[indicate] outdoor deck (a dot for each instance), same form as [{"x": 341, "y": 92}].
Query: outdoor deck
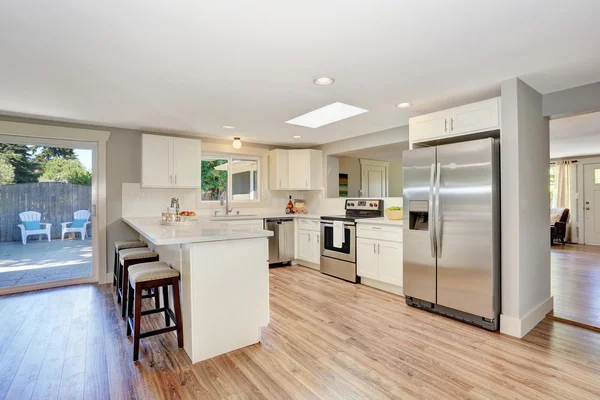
[{"x": 40, "y": 261}]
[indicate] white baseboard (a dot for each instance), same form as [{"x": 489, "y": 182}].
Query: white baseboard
[
  {"x": 519, "y": 327},
  {"x": 307, "y": 264},
  {"x": 387, "y": 287}
]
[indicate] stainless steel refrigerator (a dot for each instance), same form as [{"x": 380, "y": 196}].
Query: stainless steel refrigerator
[{"x": 452, "y": 230}]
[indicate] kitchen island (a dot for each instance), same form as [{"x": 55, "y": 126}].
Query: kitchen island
[{"x": 224, "y": 280}]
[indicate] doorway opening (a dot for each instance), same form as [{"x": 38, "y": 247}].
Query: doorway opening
[
  {"x": 575, "y": 219},
  {"x": 47, "y": 215}
]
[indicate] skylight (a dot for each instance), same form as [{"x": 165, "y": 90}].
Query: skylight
[{"x": 327, "y": 115}]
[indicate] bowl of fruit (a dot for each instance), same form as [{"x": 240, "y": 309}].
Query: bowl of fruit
[{"x": 394, "y": 213}]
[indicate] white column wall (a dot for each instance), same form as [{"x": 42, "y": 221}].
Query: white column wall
[{"x": 525, "y": 159}]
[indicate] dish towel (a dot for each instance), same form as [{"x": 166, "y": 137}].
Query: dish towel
[{"x": 338, "y": 234}]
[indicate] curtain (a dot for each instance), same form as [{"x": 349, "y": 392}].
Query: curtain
[{"x": 564, "y": 188}]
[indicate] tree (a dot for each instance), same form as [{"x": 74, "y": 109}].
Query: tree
[
  {"x": 43, "y": 154},
  {"x": 19, "y": 157},
  {"x": 7, "y": 171},
  {"x": 62, "y": 170},
  {"x": 214, "y": 182}
]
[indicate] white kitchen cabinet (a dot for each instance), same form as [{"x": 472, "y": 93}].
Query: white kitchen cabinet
[
  {"x": 476, "y": 117},
  {"x": 170, "y": 162},
  {"x": 295, "y": 169},
  {"x": 279, "y": 172},
  {"x": 429, "y": 126},
  {"x": 481, "y": 116},
  {"x": 367, "y": 259},
  {"x": 157, "y": 163},
  {"x": 379, "y": 256},
  {"x": 187, "y": 163}
]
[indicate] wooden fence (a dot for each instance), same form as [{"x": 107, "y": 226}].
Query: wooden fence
[{"x": 56, "y": 201}]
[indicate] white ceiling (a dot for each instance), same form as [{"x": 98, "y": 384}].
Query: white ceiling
[
  {"x": 389, "y": 152},
  {"x": 575, "y": 136},
  {"x": 193, "y": 66}
]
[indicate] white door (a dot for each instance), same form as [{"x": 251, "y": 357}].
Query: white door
[
  {"x": 429, "y": 126},
  {"x": 315, "y": 239},
  {"x": 390, "y": 262},
  {"x": 157, "y": 168},
  {"x": 305, "y": 248},
  {"x": 591, "y": 203},
  {"x": 475, "y": 117},
  {"x": 299, "y": 164},
  {"x": 187, "y": 159},
  {"x": 367, "y": 258},
  {"x": 374, "y": 182}
]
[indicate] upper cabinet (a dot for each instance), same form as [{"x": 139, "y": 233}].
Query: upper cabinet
[
  {"x": 295, "y": 169},
  {"x": 170, "y": 162},
  {"x": 471, "y": 118}
]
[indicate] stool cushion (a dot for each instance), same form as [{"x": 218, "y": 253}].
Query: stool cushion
[
  {"x": 128, "y": 244},
  {"x": 151, "y": 272},
  {"x": 134, "y": 254}
]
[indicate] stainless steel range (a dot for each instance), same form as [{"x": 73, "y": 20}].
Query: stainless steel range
[{"x": 338, "y": 237}]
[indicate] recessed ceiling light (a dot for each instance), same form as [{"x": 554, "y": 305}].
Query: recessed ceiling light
[
  {"x": 326, "y": 115},
  {"x": 323, "y": 80}
]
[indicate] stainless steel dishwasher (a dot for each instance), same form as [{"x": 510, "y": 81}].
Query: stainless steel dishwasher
[{"x": 281, "y": 244}]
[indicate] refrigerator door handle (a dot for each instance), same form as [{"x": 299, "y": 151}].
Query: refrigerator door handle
[
  {"x": 431, "y": 219},
  {"x": 438, "y": 216}
]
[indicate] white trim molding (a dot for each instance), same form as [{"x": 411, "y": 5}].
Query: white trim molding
[{"x": 519, "y": 327}]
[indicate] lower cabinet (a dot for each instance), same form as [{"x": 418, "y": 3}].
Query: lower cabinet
[
  {"x": 378, "y": 259},
  {"x": 309, "y": 246}
]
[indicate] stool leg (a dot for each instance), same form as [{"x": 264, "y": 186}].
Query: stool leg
[
  {"x": 156, "y": 298},
  {"x": 137, "y": 312},
  {"x": 177, "y": 307},
  {"x": 115, "y": 268},
  {"x": 125, "y": 280},
  {"x": 166, "y": 303},
  {"x": 130, "y": 297}
]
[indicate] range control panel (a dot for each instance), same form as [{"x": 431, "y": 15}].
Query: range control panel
[{"x": 364, "y": 204}]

Aim of the exercise :: Would you quote, exactly and only, the lines from the one containing "[indicate] refrigerator door" to the end of the entries?

Expected answer ::
[indicate] refrigerator door handle (a dot for each instance), same form as [{"x": 299, "y": 151}].
Query: refrigerator door handle
[
  {"x": 431, "y": 219},
  {"x": 438, "y": 216}
]
[indicate] white trim molding (a dot for each instance), same form as [{"x": 411, "y": 5}].
Query: white trim molding
[{"x": 519, "y": 327}]
[indicate] lower cabinet (a dot for each instance), same form as [{"x": 418, "y": 3}].
Query: lower cabinet
[
  {"x": 378, "y": 259},
  {"x": 309, "y": 246}
]
[indicate] stool leg (a dot for each instance), same form as [{"x": 264, "y": 186}].
Query: stool leg
[
  {"x": 156, "y": 298},
  {"x": 137, "y": 312},
  {"x": 177, "y": 307},
  {"x": 115, "y": 268},
  {"x": 125, "y": 280},
  {"x": 166, "y": 303},
  {"x": 130, "y": 297}
]
[indicate] range control panel (a dot for each instance), same form as [{"x": 431, "y": 15}].
Query: range control panel
[{"x": 364, "y": 204}]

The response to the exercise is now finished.